What you need to do:
Will you give the material below again, every line exactly as it is?

== Entries supplied

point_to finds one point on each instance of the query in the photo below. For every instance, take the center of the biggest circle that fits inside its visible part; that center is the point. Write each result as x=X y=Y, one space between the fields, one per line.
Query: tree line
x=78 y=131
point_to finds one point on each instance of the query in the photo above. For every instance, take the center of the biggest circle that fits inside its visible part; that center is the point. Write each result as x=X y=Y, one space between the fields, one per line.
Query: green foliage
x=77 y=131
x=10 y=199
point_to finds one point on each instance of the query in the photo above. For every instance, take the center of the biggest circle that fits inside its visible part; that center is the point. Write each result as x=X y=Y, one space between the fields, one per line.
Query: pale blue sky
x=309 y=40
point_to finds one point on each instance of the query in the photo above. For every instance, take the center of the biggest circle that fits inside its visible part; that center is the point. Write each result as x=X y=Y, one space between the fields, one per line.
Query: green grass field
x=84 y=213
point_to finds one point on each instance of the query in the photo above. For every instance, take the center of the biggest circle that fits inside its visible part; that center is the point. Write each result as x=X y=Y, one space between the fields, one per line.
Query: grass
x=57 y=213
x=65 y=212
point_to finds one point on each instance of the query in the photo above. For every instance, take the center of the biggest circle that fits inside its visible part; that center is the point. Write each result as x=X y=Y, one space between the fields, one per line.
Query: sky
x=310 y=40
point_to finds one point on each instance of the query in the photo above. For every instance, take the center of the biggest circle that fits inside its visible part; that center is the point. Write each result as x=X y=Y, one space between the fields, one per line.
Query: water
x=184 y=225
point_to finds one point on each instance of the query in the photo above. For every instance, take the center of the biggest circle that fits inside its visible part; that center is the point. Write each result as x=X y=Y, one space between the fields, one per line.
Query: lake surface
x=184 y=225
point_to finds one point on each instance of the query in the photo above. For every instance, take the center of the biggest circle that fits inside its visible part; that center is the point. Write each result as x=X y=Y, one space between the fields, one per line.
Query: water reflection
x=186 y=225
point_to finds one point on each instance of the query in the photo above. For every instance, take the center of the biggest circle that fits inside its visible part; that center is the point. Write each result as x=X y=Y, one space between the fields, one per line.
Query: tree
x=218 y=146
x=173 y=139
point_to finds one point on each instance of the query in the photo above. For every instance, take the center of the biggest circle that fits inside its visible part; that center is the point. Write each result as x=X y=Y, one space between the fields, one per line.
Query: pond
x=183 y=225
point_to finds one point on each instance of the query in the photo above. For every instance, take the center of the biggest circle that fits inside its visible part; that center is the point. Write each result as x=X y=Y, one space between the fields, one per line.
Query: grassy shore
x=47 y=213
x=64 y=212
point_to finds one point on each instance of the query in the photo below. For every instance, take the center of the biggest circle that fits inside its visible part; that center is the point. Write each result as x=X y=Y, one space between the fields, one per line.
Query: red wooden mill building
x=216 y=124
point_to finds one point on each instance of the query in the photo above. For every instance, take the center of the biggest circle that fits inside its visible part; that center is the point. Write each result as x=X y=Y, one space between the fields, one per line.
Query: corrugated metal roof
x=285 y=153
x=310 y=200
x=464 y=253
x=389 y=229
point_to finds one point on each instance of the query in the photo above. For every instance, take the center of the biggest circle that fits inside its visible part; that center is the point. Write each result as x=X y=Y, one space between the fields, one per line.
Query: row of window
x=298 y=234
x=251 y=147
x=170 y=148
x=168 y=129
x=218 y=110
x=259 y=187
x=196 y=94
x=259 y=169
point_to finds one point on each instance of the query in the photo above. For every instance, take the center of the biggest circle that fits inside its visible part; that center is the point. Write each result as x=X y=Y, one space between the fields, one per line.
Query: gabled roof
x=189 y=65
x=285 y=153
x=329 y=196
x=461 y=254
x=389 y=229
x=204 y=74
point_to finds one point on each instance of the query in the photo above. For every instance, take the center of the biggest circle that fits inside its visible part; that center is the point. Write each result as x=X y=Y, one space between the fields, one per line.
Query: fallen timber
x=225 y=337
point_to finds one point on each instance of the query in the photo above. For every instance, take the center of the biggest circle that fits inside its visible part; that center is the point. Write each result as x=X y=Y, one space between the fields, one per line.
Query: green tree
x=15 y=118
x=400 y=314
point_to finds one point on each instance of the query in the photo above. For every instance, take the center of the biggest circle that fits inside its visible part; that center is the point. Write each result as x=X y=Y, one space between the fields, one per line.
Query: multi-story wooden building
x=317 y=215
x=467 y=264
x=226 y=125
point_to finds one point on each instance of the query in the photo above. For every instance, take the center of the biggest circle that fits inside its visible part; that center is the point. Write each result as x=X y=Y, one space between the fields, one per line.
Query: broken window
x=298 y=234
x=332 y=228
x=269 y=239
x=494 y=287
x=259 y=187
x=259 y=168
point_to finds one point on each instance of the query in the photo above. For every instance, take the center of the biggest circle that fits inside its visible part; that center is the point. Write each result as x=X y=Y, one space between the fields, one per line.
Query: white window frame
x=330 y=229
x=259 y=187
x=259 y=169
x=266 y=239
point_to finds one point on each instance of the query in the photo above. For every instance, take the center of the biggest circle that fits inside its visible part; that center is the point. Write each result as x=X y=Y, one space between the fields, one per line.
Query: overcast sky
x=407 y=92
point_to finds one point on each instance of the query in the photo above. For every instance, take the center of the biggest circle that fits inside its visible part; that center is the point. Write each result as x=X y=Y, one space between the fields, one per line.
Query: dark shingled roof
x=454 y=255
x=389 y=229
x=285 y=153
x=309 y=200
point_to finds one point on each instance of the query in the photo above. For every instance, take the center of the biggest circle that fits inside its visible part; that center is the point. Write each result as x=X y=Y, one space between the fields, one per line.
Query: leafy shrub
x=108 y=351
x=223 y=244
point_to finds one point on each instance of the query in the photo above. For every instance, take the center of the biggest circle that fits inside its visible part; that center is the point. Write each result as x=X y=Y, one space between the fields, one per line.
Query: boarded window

====

Full response:
point_to finds one point on each instance of the query in the photo below. For every instance, take the center of the biggest circle that fits inside its visible part; that center is the point. Write each result as x=X y=Y, one space between the fields, one per line.
Query: tree line
x=78 y=131
point_to finds one point on each instance of the query in the photo above. For every instance, take the center of the biggest circle that fits inside its visible part; that center is the point. Write each result as x=X y=Y, one space between the fields, one per line.
Query: green foliage
x=77 y=131
x=10 y=199
point_to finds one point on each instance of the query in the photo above. For every instance, take the center of the biggest circle that fits inside its visible part; that center is the point. Write each result as x=X y=Y, one space between the fields, one per line.
Query: pale blue sky
x=309 y=40
point_to finds one point on each instance of the query in the photo above. For every instance, take the center of the biggest circle that fits inside its visible part; that center is the point. Write each result as x=X y=Y, one space between the fields, one per line.
Query: green grass field
x=84 y=213
point_to finds one point on each instance of the query in the photo above. For every instance, take the center of the biggest circle that fits inside its visible part; that center is the point. Write each result as x=X y=Y, one space between the fields, one per line.
Query: grass
x=57 y=213
x=65 y=212
point_to finds one point on each instance of the query in the photo above. For every instance, take the center of the biggest circle that fits inside its visible part; that center is the point. Write each result as x=X y=Y, one space between the fields, one per line.
Query: sky
x=310 y=40
point_to finds one point on each instance of the query in the photo above. For every instance, take the center of the biggest circle that fits inside its visible part; that center is the point. Write each result as x=X y=Y, one space between the fields, one per line.
Query: water
x=184 y=225
point_to finds one point on each instance of the query in the photo above. For every instance, take the center of the biggest circle that fits inside its visible part; that center is the point. Write each result as x=X y=Y, one space between the fields, one per line.
Query: lake surface
x=184 y=225
point_to finds one point on each instance of the query in the photo above. For every instance, take the center of the biggest circle that fits inside its visible part; that center is the point. Write each result as x=X y=Y, one space between the fields, one per line.
Query: water reflection
x=186 y=225
point_to finds one point on each instance of the query in the photo above. For every instance, take the center of the biggest circle that fits inside its visible part; that center is the point. Write each result as x=X y=Y, one space between the fields, one per line.
Query: tree
x=218 y=146
x=173 y=139
point_to finds one point on each instance of the query in the photo above. For every instance, take the center of the biggest circle that fits inside its visible part; that center is the point. Write each result as x=X y=Y, one space between the fields, one per line.
Query: pond
x=183 y=225
point_to finds one point on each instance of the query in the photo above. For every instance, take the center of the biggest circle that fits inside its visible part; that center is the point. Write each result as x=X y=Y, one space between the fields, one per line.
Query: grassy shore
x=47 y=213
x=64 y=212
point_to finds one point on each instance of the query in the photo below. For every instance, take the center of the biggest circle that fits inside its visible part; that center is the point. Write each result as x=X y=Y, one space between the fields, one per line.
Query: red wooden mill building
x=216 y=124
point_to finds one point on each instance of the query in the photo above. For every instance, take the center of the biggest circle that fits inside its visible part; that center is the point. Write each result as x=X y=Y, one space between the fields, one per line.
Query: corrugated metal roof
x=285 y=153
x=310 y=200
x=464 y=253
x=389 y=229
point_to finds one point on each instance of the query in the photo above. For every instance, take the center of the biggest circle that fits inside its visible part; that center is the point. Write each result as x=X y=Y, one space between the fields, one per line.
Query: row of window
x=298 y=234
x=251 y=147
x=170 y=148
x=168 y=129
x=218 y=110
x=259 y=187
x=196 y=94
x=259 y=169
point_to finds one point on each instance of the query in the photo above. For every instance, take the center of the biggest circle that fits inside its visible part; that center is the point. Write each result as x=X y=Y, one space between the fields, one per line.
Query: gabled roof
x=189 y=65
x=285 y=153
x=329 y=196
x=461 y=254
x=389 y=229
x=204 y=74
point_to finds one point on each instance of the query in the photo above. For every instance, take the center of the biggest circle that fits inside its visible part; that center is the point. Write each result as x=X y=Y, one space between the fields, one per line.
Query: fallen timber
x=225 y=337
point_to finds one point on each instance of the query in the photo above. For every instance, take the center of the biggest circle that fits inside its visible part; that center is the point. Write each result as x=X y=Y, one space between the fields, one per line.
Query: green tree
x=15 y=118
x=400 y=314
point_to finds one point on each instance of the query in the photo above. For every instance, take the center of the biggest circle that fits inside its visible part; that center is the point. Write each result as x=X y=Y, one space between the fields, one per line.
Query: multi-story wooden building
x=317 y=215
x=467 y=264
x=226 y=125
point_to finds one point on each instance of the query in the photo above. For every instance, take the center of the biggest circle that fits inside its visible part; that center is the point. Write each result as x=X y=Y, one space between the fields, one per line.
Query: broken window
x=298 y=234
x=332 y=228
x=269 y=239
x=494 y=287
x=259 y=187
x=259 y=168
point_to finds one point on each instance of the query in the photo above. For every instance, take the center of the biggest circle that fits inside its visible part; that center is the point. Write each result as x=X y=Y, one space between the fields, one per line.
Query: white window frame
x=330 y=229
x=259 y=187
x=259 y=169
x=266 y=239
point_to finds one point on each instance of the query in the photo above. For every instance, take the center of the biggest circle that fits inside its visible part; that center is the point. Write each result as x=X y=Y, one space between the fields, one per line.
Query: overcast sky
x=407 y=92
point_to finds one point on each instance of the query in the photo above. For every instance, take the center of the biggest circle that fits inside its visible part; that center is the point. Write each result as x=X y=Y, one space between the fields, one per line.
Query: dark shingled roof
x=454 y=255
x=389 y=229
x=285 y=153
x=309 y=200
point_to finds one point on each instance of the query in the photo above. For every instance, take the center of the biggest circle that fits inside its visible part; that center is the point. Write each result as x=X y=Y, one space between the fields, one per line.
Query: leafy shrub
x=108 y=351
x=223 y=244
point_to finds one point on each instance of the query in the photo above. For every instance, take the center of the biggest circle that fits inside its visible part; that center is the point. Write each result as x=X y=Y, one space between the fields, one per line.
Query: boarded window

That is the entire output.